=== SUPPLIED DATA ===

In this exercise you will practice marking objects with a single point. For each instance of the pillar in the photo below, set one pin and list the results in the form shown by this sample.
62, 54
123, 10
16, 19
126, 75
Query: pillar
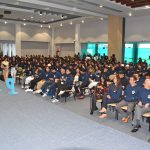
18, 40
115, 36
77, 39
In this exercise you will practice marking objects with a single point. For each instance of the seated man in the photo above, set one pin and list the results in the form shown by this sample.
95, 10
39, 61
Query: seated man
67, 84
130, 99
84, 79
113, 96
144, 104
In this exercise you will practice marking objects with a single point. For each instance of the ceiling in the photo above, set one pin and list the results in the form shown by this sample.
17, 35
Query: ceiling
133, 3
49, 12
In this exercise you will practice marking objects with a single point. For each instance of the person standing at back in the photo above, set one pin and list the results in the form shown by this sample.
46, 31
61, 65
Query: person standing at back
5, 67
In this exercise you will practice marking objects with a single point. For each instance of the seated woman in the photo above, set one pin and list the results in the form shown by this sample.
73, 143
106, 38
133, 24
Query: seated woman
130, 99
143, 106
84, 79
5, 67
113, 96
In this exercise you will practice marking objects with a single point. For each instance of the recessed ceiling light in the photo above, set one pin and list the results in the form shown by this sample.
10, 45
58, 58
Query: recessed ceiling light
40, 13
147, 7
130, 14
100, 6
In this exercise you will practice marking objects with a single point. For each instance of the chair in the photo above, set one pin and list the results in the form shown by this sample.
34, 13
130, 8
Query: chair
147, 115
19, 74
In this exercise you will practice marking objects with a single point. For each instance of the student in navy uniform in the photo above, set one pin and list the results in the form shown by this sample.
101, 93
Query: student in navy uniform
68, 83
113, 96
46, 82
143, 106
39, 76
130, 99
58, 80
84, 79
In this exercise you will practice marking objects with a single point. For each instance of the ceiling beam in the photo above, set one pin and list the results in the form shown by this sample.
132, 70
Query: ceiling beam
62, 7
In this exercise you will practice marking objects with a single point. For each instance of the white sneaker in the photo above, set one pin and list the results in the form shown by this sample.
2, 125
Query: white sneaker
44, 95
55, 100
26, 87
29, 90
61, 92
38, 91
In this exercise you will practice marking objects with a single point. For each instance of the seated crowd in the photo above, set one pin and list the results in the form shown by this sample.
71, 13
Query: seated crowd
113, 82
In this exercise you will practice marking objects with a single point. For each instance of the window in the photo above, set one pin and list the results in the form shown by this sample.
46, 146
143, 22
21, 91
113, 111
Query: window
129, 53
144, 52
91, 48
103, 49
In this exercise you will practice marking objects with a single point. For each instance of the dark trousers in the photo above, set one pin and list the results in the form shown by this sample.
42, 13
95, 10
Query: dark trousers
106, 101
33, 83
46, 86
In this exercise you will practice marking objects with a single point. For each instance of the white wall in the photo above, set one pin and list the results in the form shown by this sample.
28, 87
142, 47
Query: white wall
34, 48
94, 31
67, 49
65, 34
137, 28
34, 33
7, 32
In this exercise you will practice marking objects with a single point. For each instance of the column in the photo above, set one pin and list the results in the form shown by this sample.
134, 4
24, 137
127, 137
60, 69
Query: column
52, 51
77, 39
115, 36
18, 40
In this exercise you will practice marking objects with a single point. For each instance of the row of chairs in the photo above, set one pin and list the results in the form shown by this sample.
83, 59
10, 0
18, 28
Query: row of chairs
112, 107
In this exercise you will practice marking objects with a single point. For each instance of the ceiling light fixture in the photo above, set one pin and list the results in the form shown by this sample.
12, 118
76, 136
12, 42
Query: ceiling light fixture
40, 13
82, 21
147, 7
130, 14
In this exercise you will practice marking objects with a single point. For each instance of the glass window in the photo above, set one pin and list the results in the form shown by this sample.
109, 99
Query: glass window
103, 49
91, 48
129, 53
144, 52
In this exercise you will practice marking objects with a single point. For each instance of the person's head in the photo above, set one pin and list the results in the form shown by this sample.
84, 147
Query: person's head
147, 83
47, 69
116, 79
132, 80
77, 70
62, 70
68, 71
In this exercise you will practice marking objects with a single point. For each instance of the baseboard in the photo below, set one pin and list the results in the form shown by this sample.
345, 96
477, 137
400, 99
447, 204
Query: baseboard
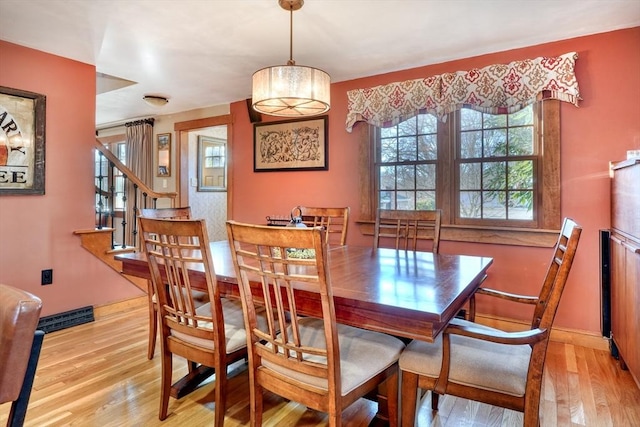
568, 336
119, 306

===
=== SUPPLIED DATA ===

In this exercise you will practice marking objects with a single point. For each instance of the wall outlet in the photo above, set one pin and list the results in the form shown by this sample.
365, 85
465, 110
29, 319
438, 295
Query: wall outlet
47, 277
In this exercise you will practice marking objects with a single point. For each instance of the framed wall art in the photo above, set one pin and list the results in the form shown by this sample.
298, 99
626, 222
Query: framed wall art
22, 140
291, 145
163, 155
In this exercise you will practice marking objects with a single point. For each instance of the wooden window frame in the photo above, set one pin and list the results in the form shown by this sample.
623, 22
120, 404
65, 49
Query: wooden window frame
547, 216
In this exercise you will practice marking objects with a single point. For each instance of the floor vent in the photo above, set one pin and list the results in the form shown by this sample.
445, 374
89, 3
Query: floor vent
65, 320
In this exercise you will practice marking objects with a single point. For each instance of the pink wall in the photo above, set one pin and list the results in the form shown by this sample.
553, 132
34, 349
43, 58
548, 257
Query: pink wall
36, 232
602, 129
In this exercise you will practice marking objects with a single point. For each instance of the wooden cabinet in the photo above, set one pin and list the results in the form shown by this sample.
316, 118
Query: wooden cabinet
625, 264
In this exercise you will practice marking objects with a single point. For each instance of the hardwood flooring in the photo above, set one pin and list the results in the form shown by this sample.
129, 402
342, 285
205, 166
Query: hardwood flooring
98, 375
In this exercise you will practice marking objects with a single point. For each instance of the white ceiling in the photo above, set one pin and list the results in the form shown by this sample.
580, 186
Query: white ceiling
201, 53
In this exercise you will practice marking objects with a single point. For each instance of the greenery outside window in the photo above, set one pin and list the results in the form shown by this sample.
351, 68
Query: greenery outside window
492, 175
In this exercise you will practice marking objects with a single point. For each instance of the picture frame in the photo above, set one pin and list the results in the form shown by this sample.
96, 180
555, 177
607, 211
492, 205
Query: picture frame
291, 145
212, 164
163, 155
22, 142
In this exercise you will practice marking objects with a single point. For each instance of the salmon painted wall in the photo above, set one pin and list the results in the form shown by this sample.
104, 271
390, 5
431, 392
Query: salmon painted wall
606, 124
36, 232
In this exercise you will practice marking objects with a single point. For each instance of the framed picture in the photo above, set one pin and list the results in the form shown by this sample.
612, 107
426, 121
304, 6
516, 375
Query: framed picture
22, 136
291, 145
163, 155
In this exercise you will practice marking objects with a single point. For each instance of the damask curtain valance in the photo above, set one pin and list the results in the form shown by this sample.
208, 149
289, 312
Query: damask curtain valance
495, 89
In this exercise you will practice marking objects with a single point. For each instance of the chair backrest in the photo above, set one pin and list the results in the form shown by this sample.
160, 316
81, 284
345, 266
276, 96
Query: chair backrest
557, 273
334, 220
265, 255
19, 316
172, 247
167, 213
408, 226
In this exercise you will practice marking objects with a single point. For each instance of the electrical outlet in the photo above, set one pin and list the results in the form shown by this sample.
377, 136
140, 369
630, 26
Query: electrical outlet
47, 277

===
=== SUPPLIED DATA ===

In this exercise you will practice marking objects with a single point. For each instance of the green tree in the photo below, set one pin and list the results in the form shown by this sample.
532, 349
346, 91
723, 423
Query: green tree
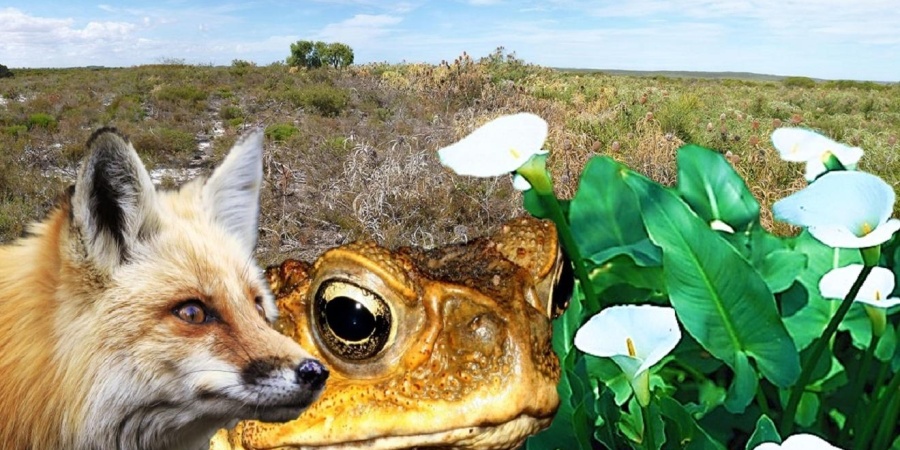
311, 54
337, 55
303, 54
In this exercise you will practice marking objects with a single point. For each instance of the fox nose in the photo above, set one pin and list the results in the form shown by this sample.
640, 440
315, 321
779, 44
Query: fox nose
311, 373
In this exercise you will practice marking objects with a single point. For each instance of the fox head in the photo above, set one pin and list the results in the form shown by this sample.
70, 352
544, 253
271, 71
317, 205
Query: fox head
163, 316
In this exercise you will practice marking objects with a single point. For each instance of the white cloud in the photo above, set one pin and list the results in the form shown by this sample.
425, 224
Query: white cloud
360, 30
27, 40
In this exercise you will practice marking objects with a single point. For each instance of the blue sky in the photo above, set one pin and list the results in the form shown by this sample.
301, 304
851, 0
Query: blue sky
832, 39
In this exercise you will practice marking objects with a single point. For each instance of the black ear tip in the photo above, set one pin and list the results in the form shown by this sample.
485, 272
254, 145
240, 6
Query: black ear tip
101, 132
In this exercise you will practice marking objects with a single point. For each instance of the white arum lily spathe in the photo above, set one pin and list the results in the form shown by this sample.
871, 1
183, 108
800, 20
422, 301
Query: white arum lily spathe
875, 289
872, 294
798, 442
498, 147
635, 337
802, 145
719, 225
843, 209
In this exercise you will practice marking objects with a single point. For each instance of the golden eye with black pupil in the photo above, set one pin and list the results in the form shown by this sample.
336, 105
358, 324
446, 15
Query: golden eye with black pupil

===

TASK TO CARRY OUT = Copy the lines of the data above exactly as written, beginning with the line containing "the white arum" and ending with the line containing "Query: golden eye with black pupil", and leave out all other lines.

OUTPUT OF THE EXERCISE =
In this exercise you will practice marking objects with a single point. For each instance of the white arum lily spathe in the photo above, set one pin and list the results in the form shown by this sample.
871, 1
183, 108
800, 20
422, 301
Query: white arum lily spathe
875, 289
872, 294
798, 442
498, 147
635, 337
802, 145
719, 225
843, 209
In this exercise you will practice marking objects with a single point. For each instance of the golden eye with black pupil in the photo above, set one pin and list the results in the form shown by this sample.
336, 105
358, 324
446, 15
Query: golden eye with black pupil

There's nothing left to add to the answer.